Start of EXTRACTED INFORMATION
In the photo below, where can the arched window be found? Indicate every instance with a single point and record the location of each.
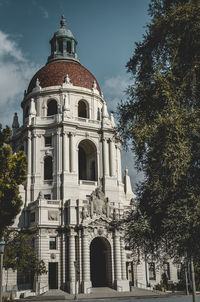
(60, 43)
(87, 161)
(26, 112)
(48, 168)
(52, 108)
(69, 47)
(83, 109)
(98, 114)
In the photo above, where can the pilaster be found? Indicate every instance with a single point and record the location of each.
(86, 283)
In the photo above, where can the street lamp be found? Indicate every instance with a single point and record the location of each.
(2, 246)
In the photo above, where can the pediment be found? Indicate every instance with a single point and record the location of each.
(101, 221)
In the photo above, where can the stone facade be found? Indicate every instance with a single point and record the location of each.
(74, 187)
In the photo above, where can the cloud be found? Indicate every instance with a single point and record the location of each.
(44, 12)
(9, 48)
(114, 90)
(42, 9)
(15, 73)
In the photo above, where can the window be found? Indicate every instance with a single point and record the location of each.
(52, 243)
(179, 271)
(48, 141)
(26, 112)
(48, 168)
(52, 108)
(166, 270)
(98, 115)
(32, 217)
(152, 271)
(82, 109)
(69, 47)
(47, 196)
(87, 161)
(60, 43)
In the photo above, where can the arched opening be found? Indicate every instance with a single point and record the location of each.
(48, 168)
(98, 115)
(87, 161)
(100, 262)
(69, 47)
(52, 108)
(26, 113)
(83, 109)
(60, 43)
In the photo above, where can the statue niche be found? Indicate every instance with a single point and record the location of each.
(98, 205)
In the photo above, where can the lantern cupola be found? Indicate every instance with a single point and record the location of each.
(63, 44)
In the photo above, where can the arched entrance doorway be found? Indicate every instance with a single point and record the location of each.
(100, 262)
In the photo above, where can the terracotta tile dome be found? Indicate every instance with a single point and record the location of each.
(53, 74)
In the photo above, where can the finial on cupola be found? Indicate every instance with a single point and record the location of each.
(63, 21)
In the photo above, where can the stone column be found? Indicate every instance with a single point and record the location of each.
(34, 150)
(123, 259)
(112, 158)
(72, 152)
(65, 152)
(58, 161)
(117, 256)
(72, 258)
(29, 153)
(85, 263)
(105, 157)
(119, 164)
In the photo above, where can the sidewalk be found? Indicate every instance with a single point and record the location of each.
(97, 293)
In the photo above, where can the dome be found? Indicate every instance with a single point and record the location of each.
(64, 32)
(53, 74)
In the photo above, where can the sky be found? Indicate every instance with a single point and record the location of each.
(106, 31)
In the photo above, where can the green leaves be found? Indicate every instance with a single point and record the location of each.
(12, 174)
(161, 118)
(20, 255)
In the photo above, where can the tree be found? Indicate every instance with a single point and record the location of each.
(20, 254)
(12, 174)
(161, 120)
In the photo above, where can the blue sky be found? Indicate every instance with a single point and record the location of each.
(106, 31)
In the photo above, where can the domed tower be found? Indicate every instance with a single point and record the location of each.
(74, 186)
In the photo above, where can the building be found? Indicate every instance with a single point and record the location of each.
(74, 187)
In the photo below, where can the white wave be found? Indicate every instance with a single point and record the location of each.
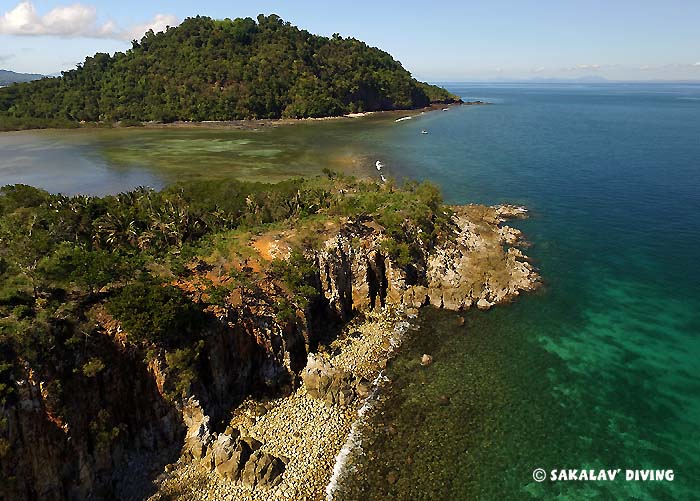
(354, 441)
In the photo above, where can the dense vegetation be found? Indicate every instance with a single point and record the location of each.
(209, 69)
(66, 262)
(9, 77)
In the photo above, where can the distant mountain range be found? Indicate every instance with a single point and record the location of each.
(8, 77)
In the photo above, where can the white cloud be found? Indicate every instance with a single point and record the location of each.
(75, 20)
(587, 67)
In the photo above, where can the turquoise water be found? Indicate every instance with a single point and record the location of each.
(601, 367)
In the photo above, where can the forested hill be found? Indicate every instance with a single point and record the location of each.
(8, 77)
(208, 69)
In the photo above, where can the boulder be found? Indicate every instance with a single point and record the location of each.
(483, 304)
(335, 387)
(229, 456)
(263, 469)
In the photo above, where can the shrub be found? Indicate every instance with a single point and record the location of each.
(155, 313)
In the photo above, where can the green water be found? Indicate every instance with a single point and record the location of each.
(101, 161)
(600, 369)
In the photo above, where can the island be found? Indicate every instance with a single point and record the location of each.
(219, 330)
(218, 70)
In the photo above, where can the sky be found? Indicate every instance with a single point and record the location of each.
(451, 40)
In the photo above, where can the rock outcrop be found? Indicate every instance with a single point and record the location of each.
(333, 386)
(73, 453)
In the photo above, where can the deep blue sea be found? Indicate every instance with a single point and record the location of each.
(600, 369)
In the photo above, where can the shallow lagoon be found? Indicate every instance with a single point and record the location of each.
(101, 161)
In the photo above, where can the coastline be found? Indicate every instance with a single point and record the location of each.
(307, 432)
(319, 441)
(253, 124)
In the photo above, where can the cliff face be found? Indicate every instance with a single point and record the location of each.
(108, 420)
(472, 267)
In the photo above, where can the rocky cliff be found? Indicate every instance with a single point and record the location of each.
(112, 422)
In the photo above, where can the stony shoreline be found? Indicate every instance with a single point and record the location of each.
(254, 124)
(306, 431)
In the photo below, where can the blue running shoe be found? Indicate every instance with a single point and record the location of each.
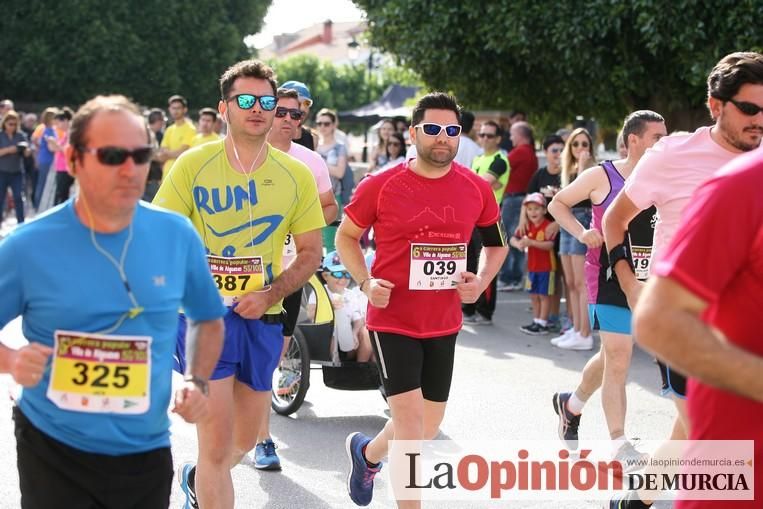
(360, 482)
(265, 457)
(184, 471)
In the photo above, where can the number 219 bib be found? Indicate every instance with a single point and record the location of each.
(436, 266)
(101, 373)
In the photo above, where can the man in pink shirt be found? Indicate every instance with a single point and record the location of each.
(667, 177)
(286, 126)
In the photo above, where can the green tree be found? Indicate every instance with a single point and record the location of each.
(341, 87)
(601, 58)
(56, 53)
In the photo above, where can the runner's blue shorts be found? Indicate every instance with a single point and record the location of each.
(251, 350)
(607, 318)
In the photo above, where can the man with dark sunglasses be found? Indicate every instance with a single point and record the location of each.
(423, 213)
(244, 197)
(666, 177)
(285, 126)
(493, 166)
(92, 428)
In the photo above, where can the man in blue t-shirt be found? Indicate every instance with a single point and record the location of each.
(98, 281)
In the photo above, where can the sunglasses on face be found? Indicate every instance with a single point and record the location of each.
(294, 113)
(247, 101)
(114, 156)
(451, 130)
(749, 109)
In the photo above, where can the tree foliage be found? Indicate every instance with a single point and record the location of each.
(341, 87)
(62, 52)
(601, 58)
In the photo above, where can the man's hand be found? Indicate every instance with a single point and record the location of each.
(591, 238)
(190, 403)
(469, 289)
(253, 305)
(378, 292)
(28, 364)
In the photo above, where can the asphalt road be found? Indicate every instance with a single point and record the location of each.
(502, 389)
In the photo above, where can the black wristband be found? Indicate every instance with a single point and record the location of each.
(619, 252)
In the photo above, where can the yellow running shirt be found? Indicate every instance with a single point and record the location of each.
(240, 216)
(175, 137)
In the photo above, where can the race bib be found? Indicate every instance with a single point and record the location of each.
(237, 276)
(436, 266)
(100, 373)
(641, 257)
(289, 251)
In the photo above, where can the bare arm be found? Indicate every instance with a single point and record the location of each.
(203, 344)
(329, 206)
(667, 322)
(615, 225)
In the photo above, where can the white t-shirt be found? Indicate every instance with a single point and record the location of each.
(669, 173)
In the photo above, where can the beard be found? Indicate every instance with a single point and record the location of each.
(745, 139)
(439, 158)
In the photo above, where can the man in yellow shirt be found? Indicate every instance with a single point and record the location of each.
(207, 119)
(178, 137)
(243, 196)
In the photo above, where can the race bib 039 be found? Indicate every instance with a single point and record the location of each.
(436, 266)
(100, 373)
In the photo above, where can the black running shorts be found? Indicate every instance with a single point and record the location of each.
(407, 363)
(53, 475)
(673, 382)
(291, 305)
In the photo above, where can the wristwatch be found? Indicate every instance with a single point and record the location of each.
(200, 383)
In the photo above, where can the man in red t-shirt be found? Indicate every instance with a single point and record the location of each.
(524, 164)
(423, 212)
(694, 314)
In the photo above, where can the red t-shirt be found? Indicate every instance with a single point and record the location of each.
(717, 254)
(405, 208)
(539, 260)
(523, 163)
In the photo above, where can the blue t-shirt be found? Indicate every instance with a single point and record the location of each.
End of EXTRACTED INFORMATION
→ **INSTRUCTIONS FOR THE TASK**: Leave out the pictures and copy every record above exactly.

→ **ANSWER TO THIS PROBLEM**:
In the photo below, where can the arched window be found? Indicate every instance with a single point and record the location of each.
(60, 43)
(87, 161)
(26, 112)
(48, 168)
(52, 108)
(69, 47)
(83, 109)
(98, 114)
In the photo above, where can the pilaster be found? Indicate every instance with a single point and record the location of each.
(86, 283)
In the photo above, where can the street lamp be found? Indicate every instance with a single point and record the location of each.
(2, 246)
In the photo above, where can the pediment be found? Indicate every instance with a single point and record the location of each.
(101, 221)
In the photo above, where can the stone facade be found? Indicate every instance with a single point and record the location of each.
(74, 187)
In the photo above, where can the cloud be found? Indicate every instance with a single point and record the location of each.
(44, 12)
(9, 48)
(114, 90)
(42, 9)
(15, 73)
In the photo above, where can the window be found? Indicate every instance with a single point and record the location of each.
(52, 243)
(179, 271)
(48, 141)
(26, 112)
(48, 168)
(52, 108)
(166, 270)
(98, 115)
(32, 217)
(152, 271)
(82, 109)
(69, 47)
(47, 196)
(87, 161)
(60, 43)
In the photo above, where can the arched opening be found? Indicate every instance with a single point and record the location of each.
(48, 168)
(98, 115)
(87, 161)
(100, 262)
(69, 47)
(52, 108)
(26, 113)
(83, 109)
(60, 43)
In the photo above, where can the statue niche be found? Indicate every instance with a single point and record the location of each.
(98, 205)
In the photo above, where can the lantern cupola be found? Indicate every instance with a single point and record the location of each.
(63, 44)
In the photo above, where can the arched entrance doorway be found? Indicate every instance with a single point and record the location of each.
(100, 262)
In the photo above, where can the terracotta tile dome be found? Indicate every instance with a single point and record the location of each.
(53, 74)
In the photo above, where can the finial on cupola be found? Indicate every instance with a single point and record the location of each.
(63, 21)
In the photo above, where can the stone column be found? Indicate every instance with a single point and record the location of each.
(34, 150)
(123, 259)
(112, 158)
(72, 152)
(65, 152)
(58, 161)
(117, 256)
(72, 258)
(29, 153)
(85, 263)
(105, 157)
(119, 164)
In the photo above, where can the sidewalk be found? Indicate every instance with a single point and record the location of each.
(97, 293)
In the photo above, where can the dome be found? Indicate every instance with a single point and record the location of each.
(64, 32)
(53, 74)
In the photo above, where can the sky be found? Indicate every instance with a single point and record the location of each.
(106, 31)
In the photo above, where can the green leaves be found? Indicate every instance with a single point and record the location of each.
(12, 174)
(161, 118)
(20, 255)
In the photo above, where can the tree be found? Indicate every instance with a single point and record the location of each.
(20, 254)
(12, 174)
(161, 120)
In the photo above, where can the blue sky be found? Indicate every instance with a single point and record the location of each.
(106, 31)
In the photo above, where can the domed tower be found? Indicate every instance with a single point and record the location of each.
(74, 186)
In the photo above, where can the building be found? Indicate every instance with a single point and record the location of each.
(74, 187)
In the photo below, where can the white wave be found? Indicate every instance with a single point and record the location of each.
(354, 441)
In the photo above, where can the dense vegetation be found? Indicate every instance with a single point and record the location of each.
(209, 69)
(66, 262)
(9, 77)
In the photo above, where can the distant mountain range be found? Indicate every instance with a single point and record the location of each.
(8, 77)
In the photo above, where can the white cloud be found? Indicate every instance with a single point and record the location of each.
(75, 20)
(587, 67)
In the photo above, where can the turquoise water be found? Indicate every instance with a single point and record the location of each.
(601, 367)
In the photo above, where can the forested hill be found? Indicate every instance with a single point and record the location of each.
(8, 77)
(208, 69)
In the photo above, where can the boulder be found? Indicate every instance with a single point and record the location of each.
(483, 304)
(335, 387)
(229, 456)
(263, 469)
In the photo above, where can the shrub be found? Indicate every instance with a single point and record the location of each.
(155, 313)
In the photo above, where can the green water be found? Indicate every instance with a single point and record the location of each.
(101, 161)
(600, 369)
In the photo above, where can the island be found? Indicate every instance with a single point and record the location of each.
(219, 330)
(218, 70)
In the photo above, where can the sky be found? Indicate every instance with a single point and record the location of each.
(451, 40)
In the photo above, where can the rock outcrop be found? Indicate every instance with a single point and record the location of each.
(333, 386)
(73, 453)
In the photo above, where can the deep blue sea be found? Indicate every instance with a single point and record the location of each.
(600, 369)
In the photo above, where can the shallow lagoon be found? Indicate every instance with a single point and record the location of each.
(101, 161)
In the photo above, where can the coastline be found? Indicate every instance with a single point and record the location of each.
(307, 432)
(319, 441)
(253, 124)
In the photo above, where can the cliff face be found? Indicate every instance with a single point and record the location of each.
(108, 420)
(472, 267)
In the photo above, where can the rocky cliff be found? Indicate every instance with a single point and record the location of each.
(112, 422)
In the photo above, where can the stony shoreline be found? Indicate every instance with a single point and record the location of each.
(254, 124)
(306, 431)
In the photo below, where can the blue running shoe be found? Indicate every instance with a single point and record the location of each.
(360, 482)
(265, 457)
(184, 471)
In the photo above, where can the number 219 bib be found? Indicate every instance with a single point and record the location of each.
(436, 266)
(101, 373)
In the photo above, where can the man in pink shirt be found? Indicate every instance with a single point and record the location of each.
(667, 177)
(286, 126)
In the photo above, where can the green tree be found? Indicate every instance with a single point and record the location of each.
(341, 87)
(601, 58)
(56, 53)
In the photo above, where can the runner's blue shorts be found? Indicate every instance with a single point and record the location of each.
(251, 350)
(607, 318)
In the photo above, where can the man with dark sunglasses be found? Indicate every instance with a single point and record the location of each.
(423, 213)
(244, 197)
(666, 177)
(285, 126)
(493, 166)
(92, 428)
In the photo above, where can the man in blue t-shirt be found? Indicate every instance with a single point and record the location of each.
(98, 281)
In the photo above, where can the sunglasses on face be found? Indicate every instance with a single point and record the location of each.
(294, 113)
(247, 101)
(114, 156)
(451, 130)
(749, 109)
In the photo above, where can the tree foliage be found? Indicate every instance with a single point and record the location of each.
(341, 87)
(62, 52)
(601, 58)
In the photo above, where can the man's hand be found? Indicate every instance with a single point and record the location of each.
(591, 238)
(190, 403)
(469, 289)
(253, 305)
(378, 292)
(28, 364)
In the photo above, where can the asphalt road be found? Indicate every instance with a single point and record the location of each.
(502, 389)
In the photo above, where can the black wristband be found? Indicate every instance with a single point and record the location of each.
(619, 252)
In the photo above, where can the yellow running shirt be found? Indicate every instance with a single point and record the location of each.
(240, 216)
(175, 137)
In the photo above, where can the race bib be found? Indicate every instance with a single point and record the location of each.
(237, 276)
(436, 266)
(100, 373)
(641, 257)
(289, 251)
In the photo above, where can the bare arm be found? Indicate every instance with a single point and record the location of each.
(203, 344)
(329, 206)
(667, 322)
(615, 225)
In the photo above, where can the white t-shirt be found? Indicate every instance with a single point and record the location of each.
(669, 173)
In the photo above, where can the beard be found? Indicate every instance with a single point and record the location of each.
(745, 139)
(439, 158)
In the photo above, where can the man in yellow shirt be found? Indicate every instance with a single point and record the location of each.
(207, 119)
(178, 137)
(243, 196)
In the photo above, where can the race bib 039 be found? Indicate every instance with a single point and record the location of each.
(436, 266)
(100, 373)
In the photo above, where can the black running shorts be found? Indicate every instance with a single point and record the location of each.
(407, 363)
(53, 475)
(673, 382)
(291, 305)
In the photo above, where can the wristwatch be found? Indicate every instance with a single point and record the location of each.
(200, 383)
In the photo above, where can the man in red t-shirt be found? Indicate every instance with a single point and record the location of each.
(524, 164)
(423, 212)
(694, 314)
In the photo above, where can the red t-shirt be found? Indicate every instance with a single point and record the location of each.
(717, 254)
(405, 208)
(539, 260)
(523, 163)
In the photo above, where can the blue t-shirt be found? Indicate every instance with a single point and record the location of each.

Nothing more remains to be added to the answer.